The exercise. Reproduce every one of the following records line by line, without altering any character.

***** Available records

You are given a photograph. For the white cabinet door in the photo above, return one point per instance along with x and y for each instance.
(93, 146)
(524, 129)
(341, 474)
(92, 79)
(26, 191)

**********

Answer to this problem.
You are given a photograph. For the white cabinet door in the photo above, return one point per instance along with x and y for each instance.
(93, 146)
(524, 129)
(341, 474)
(92, 79)
(26, 191)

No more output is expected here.